• CHALLENGE:
Please pull out every line in the records below that contains the string "ground". Uppercase and lowercase letters count as different.

>> Begin EXERCISE DATA

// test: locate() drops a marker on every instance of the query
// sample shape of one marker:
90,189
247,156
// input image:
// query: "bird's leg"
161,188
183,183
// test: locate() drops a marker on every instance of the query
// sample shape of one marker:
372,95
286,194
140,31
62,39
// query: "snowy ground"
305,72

>> End EXERCISE DATA
>> Begin EXERCISE DATA

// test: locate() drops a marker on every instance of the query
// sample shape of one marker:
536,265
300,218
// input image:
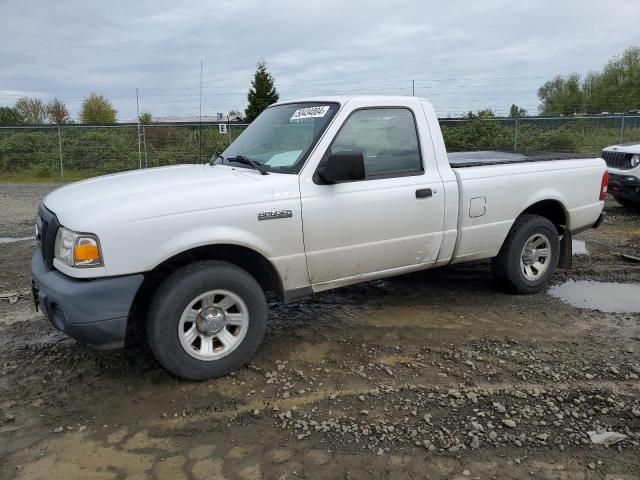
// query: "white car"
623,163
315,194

>> End EXERCISE DATA
>> Begin EXERCISE DATA

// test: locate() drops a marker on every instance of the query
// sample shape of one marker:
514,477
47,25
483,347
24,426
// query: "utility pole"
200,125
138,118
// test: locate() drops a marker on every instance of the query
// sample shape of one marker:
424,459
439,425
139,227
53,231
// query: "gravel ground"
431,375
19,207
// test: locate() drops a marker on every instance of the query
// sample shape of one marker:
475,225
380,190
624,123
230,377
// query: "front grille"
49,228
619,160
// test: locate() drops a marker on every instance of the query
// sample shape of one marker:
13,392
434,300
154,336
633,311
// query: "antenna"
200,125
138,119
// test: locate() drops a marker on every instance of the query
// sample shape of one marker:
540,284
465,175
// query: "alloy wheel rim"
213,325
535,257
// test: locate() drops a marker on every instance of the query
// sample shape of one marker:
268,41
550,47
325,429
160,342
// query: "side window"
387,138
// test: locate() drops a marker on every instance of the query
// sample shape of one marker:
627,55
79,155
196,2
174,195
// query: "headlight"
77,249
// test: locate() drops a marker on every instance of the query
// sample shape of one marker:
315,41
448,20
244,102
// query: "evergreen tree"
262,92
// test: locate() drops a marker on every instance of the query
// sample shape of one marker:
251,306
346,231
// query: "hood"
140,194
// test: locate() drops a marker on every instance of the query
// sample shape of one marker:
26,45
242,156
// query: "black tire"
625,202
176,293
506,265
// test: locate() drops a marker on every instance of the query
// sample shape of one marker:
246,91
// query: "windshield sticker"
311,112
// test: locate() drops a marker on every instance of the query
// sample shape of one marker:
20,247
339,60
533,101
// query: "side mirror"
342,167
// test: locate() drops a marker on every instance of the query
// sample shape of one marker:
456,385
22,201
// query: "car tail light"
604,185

>> End EXERCISE DATA

• COMPLETE ANSWER:
// query: "snowy ground"
// query: "gravel ground"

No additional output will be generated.